Collect each line of the items below that contains the string "wooden". Matching is case-sensitive.

──────── DATASET EXTRACT

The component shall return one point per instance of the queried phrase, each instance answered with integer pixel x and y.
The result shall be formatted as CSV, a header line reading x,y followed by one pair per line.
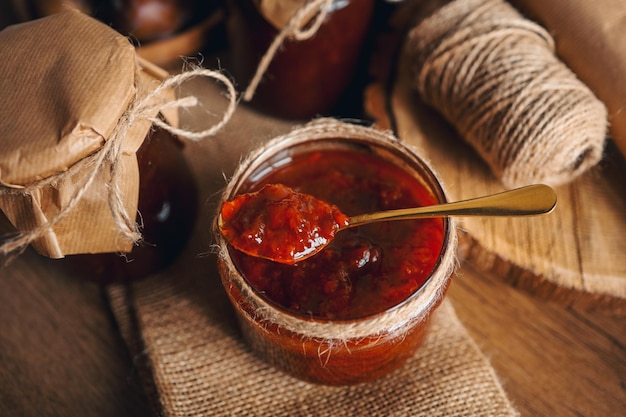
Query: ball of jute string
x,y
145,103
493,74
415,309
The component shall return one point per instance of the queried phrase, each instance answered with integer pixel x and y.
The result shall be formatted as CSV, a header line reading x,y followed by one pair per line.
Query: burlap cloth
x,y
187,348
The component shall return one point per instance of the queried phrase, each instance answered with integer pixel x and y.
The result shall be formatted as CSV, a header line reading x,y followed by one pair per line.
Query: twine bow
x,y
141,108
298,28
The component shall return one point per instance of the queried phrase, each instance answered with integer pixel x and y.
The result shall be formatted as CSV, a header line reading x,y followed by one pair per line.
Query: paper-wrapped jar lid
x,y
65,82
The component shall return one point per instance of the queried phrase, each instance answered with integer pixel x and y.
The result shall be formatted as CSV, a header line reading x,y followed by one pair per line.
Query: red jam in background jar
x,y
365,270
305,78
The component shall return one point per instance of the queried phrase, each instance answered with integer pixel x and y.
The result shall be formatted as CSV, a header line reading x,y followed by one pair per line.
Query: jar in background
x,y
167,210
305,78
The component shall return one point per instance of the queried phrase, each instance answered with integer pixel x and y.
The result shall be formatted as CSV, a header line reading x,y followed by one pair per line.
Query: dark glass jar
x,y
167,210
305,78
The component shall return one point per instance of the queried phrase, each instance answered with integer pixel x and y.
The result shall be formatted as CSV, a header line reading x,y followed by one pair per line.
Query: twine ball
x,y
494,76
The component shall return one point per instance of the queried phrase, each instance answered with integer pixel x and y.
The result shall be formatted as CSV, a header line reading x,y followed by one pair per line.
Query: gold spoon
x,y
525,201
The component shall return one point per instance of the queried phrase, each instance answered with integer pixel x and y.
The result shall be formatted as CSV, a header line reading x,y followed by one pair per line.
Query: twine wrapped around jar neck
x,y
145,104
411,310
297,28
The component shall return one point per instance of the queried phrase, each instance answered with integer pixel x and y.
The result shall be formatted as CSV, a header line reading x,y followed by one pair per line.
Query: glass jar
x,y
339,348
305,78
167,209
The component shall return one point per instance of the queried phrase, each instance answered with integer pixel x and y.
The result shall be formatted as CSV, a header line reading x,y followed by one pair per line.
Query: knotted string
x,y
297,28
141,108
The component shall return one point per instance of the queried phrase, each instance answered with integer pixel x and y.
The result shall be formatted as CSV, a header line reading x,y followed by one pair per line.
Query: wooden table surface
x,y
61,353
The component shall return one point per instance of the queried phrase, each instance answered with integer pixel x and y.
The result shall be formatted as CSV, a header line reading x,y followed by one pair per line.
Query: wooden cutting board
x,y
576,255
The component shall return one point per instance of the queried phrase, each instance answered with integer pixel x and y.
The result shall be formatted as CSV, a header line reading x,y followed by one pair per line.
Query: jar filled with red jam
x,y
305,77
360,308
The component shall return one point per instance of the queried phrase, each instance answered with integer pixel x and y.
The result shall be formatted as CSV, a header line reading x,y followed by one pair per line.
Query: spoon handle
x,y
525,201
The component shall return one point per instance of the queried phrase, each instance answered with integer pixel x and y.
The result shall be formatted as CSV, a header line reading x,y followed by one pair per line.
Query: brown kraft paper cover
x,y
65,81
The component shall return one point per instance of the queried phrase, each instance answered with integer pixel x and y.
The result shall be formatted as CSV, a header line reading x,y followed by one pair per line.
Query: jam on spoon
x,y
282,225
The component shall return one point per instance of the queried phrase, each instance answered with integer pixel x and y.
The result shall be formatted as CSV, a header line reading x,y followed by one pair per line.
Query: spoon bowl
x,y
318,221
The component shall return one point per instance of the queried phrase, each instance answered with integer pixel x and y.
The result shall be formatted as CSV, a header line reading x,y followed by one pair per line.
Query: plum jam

────────────────

TASK ANSWER:
Query: wooden table surface
Query: wooden cutting board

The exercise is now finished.